**Given passage**.
┌────────
In his National Journal article, Ron Brownstein, in commenting on President Obama’s State of the Union address, wrote this:
Especially striking was how much of it seemed targeted directly at the massive and diverse millennial generation, born between 1981 and 2002. Obama addressed them repeatedly: by insisting that entitlement spending on the old must face some limits to prevent it from crowding out investment in the young; by framing climate change as a generational challenge; by pledging to provide young people with more training and to confront rising college costs; and by closing with a paean to citizenship that reflected their civic impulses. “They are the leading edge of where the country is headed ideologically as well as demographically,” one senior White House aide said.
Brownstein, a master of political data, points out that Obama won re-election by a comfortable margin despite “historically weak numbers among the older and blue-collar whites who traditionally anchored the conservative end of the Democratic coalition.” The president won because of his strong support from what Brownstein calls “the Democrats’ new national coalition” – including, importantly, the millennials.
I don’t doubt that in 2012 Obama won in part by his appeal to younger votes and that he’ll spend his second term trying to lock them in for future elections. But there is a substantive point that needs to be made regarding Obama’s appeal to millennial voters, and it goes something like this: the Democratic Party, because of it’s dogmatic resistance to serious entitlement reform, poses a tremendous risk to the millennial generation.
└────────
**Data for review**.
┌────────
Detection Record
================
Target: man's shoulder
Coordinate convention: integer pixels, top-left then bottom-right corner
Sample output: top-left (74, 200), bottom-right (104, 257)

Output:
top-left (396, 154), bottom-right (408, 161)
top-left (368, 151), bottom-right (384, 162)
└────────
**Activity 1**. Please reproduce the passage on Obama and millennial voters word for word, starting with "Brownstein, a master" and going on through "the millennial generation.".
**Activity 2**. Summarize the passage on Obama and millennial voters in two sentences.

**Your response 1**.
Brownstein, a master of political data, points out that Obama won re-election by a comfortable margin despite “historically weak numbers among the older and blue-collar whites who traditionally anchored the conservative end of the Democratic coalition.” The president won because of his strong support from what Brownstein calls “the Democrats’ new national coalition” – including, importantly, the millennials.
I don’t doubt that in 2012 Obama won in part by his appeal to younger votes and that he’ll spend his second term trying to lock them in for future elections. But there is a substantive point that needs to be made regarding Obama’s appeal to millennial voters, and it goes something like this: the Democratic Party, because of it’s dogmatic resistance to serious entitlement reform, poses a tremendous risk to the millennial generation.

**Your response 2**. Ron Brownstein writes that Obama's State of the Union address seemed aimed at the millennial generation, and he credits the president's re-election to a new Democratic coalition that includes millennials, despite weak numbers among older and blue-collar whites. The writer agrees that Obama appealed to younger voters but argues that the Democratic Party's resistance to serious entitlement reform poses a tremendous risk to millennials.